Extrait du texte.

▽

Entretien avec le président des Jeunes Agriculteurs, Grégoire de Meaux.

JOL Press : Les syndicats agricoles d’Ile-de-France, FNSEA et JA, appellent leurs adhérents à la « mobilisation générale pour un blocus de Paris ». De quoi s’agit-il exactement ?

Grégoire de Meaux : Nous allons bloquer les artères qui vont vers Paris avec nos moyens : tracteurs, camions, chevaux… Je ne peux pas vous dire combien nous serons mais nous risquons d’être très nombreux, certains agriculteurs des régions voisines nous ont annoncé qu’ils allaient se joindre à nous. Nous voulons aussi faire comprendre au grand public que ces taxes vont avoir immanquablement des répercussions sur le pouvoir d’achat. Les hausses de charges se répercutent forcément sur les prix.

JOL Press : « Ce n’est plus un avertissement lancé au ministre de l’Agriculture, mais un ultimatum », avez-vous écrit dans un communiqué. Pourquoi parler d’ultimatum ?

Grégoire de Meaux : Avec cette action, nous espérons que le ministre de l’Agriculture, Stéphane Le Foll, réalise que les orientations qu’il a prises pour l’agriculture française sont désastreuses car elles vont mettre à mal toute une filière qui, jusqu’à maintenant, rapportait beaucoup de devises à la France. La production céréalière, par exemple, apporte beaucoup d’argent au pays. Nous souhaitons que le gouvernement prenne conscience de notre situation et qu’il arrête de nous assommer de  règles et de taxes.

Nous demandons à Stéphane Le Foll qu’il renonce aux différentes taxes qu’il prévoit de nous imposer. Je pense, par exemple, au décret paru au Journal Officiel du 13 novembre 2013, qui permet de faire passer au 1er Janvier 2014, la TVA de 7% à 20% pour l’ « utilisation des animaux à des fins d’activités physiques et sportives et de toutes installations agricoles nécessaires à cet effet ». Nous souhaitons, par ailleurs, une suppression pure et simple de l’écotaxe et non un ajournement.  Ce qu’il faut absolument, c’est que le gouvernement réduise les dégâts en matière de politique agricole.

△

Données.

▽

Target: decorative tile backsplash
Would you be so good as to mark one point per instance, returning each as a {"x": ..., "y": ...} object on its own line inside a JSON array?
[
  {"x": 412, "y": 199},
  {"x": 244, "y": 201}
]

△
▽

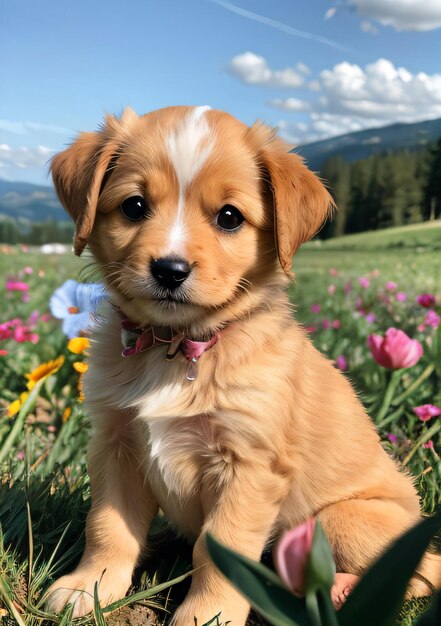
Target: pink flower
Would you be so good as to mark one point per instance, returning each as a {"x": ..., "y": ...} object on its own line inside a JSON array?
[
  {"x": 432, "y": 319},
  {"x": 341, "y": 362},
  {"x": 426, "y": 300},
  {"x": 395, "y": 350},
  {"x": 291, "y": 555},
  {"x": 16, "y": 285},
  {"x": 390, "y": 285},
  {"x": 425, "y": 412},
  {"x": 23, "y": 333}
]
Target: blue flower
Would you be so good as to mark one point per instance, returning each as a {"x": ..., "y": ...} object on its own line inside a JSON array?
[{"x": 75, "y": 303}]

△
▽

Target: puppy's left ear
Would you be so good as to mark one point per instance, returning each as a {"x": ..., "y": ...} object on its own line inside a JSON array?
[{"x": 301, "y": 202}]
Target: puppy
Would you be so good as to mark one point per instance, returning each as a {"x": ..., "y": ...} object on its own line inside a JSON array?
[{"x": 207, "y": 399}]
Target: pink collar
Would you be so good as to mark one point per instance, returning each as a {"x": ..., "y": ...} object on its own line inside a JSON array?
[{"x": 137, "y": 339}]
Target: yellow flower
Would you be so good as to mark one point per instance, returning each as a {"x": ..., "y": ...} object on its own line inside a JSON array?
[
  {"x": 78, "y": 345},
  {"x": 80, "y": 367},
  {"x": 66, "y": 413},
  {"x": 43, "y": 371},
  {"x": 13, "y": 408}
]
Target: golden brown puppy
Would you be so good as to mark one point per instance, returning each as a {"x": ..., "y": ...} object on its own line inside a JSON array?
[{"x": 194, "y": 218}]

△

Votre travail.
(1) Recopiez à l'identique le passage de l'entretien situé entre « Grégoire de Meaux : Nous » et « sur les prix. », ces deux segments compris.
(2) Traduisez en anglais, s'il vous plaît, cette phrase de l'entretien : « Les hausses de charges se répercutent forcément sur les prix. »
(3) Poursuivez l'entretien avec Grégoire de Meaux, président des Jeunes Agriculteurs, à la suite de sa dernière réplique.

Réponses par tâche.
(1)
Grégoire de Meaux : Nous allons bloquer les artères qui vont vers Paris avec nos moyens : tracteurs, camions, chevaux… Je ne peux pas vous dire combien nous serons mais nous risquons d’être très nombreux, certains agriculteurs des régions voisines nous ont annoncé qu’ils allaient se joindre à nous. Nous voulons aussi faire comprendre au grand public que ces taxes vont avoir immanquablement des répercussions sur le pouvoir d’achat. Les hausses de charges se répercutent forcément sur les prix.

(2) Cost increases are inevitably passed on to prices.

(3)
JOL Press : Le rapport de force était-il inévitable ? Le dialogue est-il devenu impossible avec le gouvernement ?

Grégoire de Meaux : Nous avons cherché à rencontrer Stéphane Le Foll mais il n’a jamais accepté de nous recevoir. Nous avons fait plusieurs opérations « coup de poing ». En janvier dernier déjà, nous avions manifesté près du ministère de l’Agriculture pour protester contre les mesures environnementales du gouvernement et nous n’avions eu aucune réponse. Stéphane Le Foll ne veut pas échanger avec nous, il ne prend pas en compte notre représentativité, nous n’avons pas d’autre choix pour nous faire entendre.

Nous disons qu’il est incompétent parce qu’il écoute des gens qui ne sont pas représentatifs de la profession agricole notamment la Confédération Paysanne. Des élections aux chambres syndicales ont tranché l’année dernière au mois de janvier et ont donné aux syndicats agricoles FDSEA et JA une représentativité tout à fait légitime au niveau national. Stéphane Le Foll n’en tient pas compte. En préférant discuter avec la Confédération Paysanne, il va à l’encontre du code rural.

JOL Press : Quels rapports aviez-vous avec les anciens ministres de l’Agriculture ?

Grégoire de Meaux : Les ministres sont là pour faire des réformes qui plaisent ou qui ne plaisent pas, et ensuite ils changent de ministère. Michel Barnier, ministre de l’Agriculture et de la Pêche, dans le deuxième gouvernement Fillon, nous avait fait beaucoup de mal avec le bilan de santé de la PAC. Les céréaliers, principaux bénéficiaires des aides européennes, ont été les premiers à souffrir de cette réorientation de la politique agricole. Après avoir fait adopter cette réforme, il s’est présenté aux élections européennes. Bruno Le maire, qui l’a remplacé, a été un excellent ministre parce qu’il n’avait aucune réforme à faire passer. On a donné à Stéphane Le Foll la mission de réformer la PAC, il va le faire, puis il partira.

JOL Press : Vous sentez-vous solidaires des « bonnets rouges » bretons ?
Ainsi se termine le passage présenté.